Referring expression data:

══════════════════════════════

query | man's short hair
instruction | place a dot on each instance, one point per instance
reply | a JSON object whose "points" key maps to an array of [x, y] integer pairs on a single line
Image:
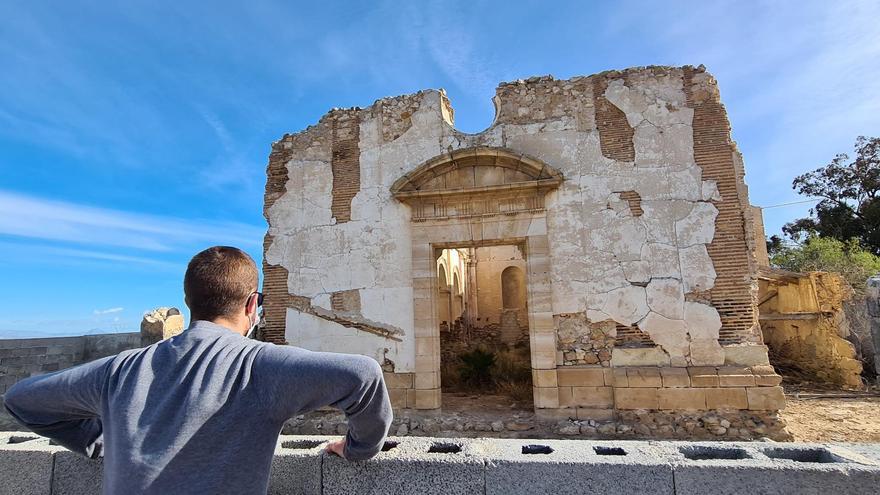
{"points": [[218, 282]]}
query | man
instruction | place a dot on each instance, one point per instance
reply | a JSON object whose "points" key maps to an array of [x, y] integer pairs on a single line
{"points": [[201, 412]]}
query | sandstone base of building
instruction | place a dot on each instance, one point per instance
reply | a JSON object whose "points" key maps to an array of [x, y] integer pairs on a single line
{"points": [[727, 402], [638, 424]]}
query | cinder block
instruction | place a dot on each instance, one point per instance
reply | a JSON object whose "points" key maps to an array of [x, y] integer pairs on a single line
{"points": [[580, 377], [296, 467], [75, 474], [25, 464], [726, 398], [636, 398], [766, 398], [675, 377], [740, 468], [516, 467], [416, 465], [597, 397], [644, 377], [682, 398]]}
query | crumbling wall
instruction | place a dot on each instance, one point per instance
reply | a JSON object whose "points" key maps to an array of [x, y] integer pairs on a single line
{"points": [[648, 237], [805, 325]]}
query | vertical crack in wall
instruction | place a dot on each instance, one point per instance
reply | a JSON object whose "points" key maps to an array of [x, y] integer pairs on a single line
{"points": [[345, 164], [732, 294], [275, 276], [615, 133], [633, 200]]}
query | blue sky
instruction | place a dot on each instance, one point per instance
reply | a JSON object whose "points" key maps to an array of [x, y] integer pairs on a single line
{"points": [[133, 134]]}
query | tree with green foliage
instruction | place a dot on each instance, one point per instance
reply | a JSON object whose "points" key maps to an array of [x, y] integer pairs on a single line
{"points": [[850, 198], [827, 254]]}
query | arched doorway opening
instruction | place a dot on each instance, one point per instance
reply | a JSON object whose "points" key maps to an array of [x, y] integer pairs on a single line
{"points": [[485, 343]]}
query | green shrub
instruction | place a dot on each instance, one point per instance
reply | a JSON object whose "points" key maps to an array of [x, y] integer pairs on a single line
{"points": [[476, 367], [827, 254]]}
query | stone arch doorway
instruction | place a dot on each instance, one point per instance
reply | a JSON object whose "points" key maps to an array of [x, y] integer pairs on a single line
{"points": [[467, 199]]}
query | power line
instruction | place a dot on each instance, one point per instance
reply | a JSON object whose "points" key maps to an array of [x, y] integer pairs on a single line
{"points": [[792, 203]]}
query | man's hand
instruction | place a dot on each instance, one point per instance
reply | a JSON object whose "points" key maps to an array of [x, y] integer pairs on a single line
{"points": [[336, 447]]}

══════════════════════════════

** Exercise directions **
Only the number should be given: how many lines in the entries above contain the string "green"?

** Written solution **
2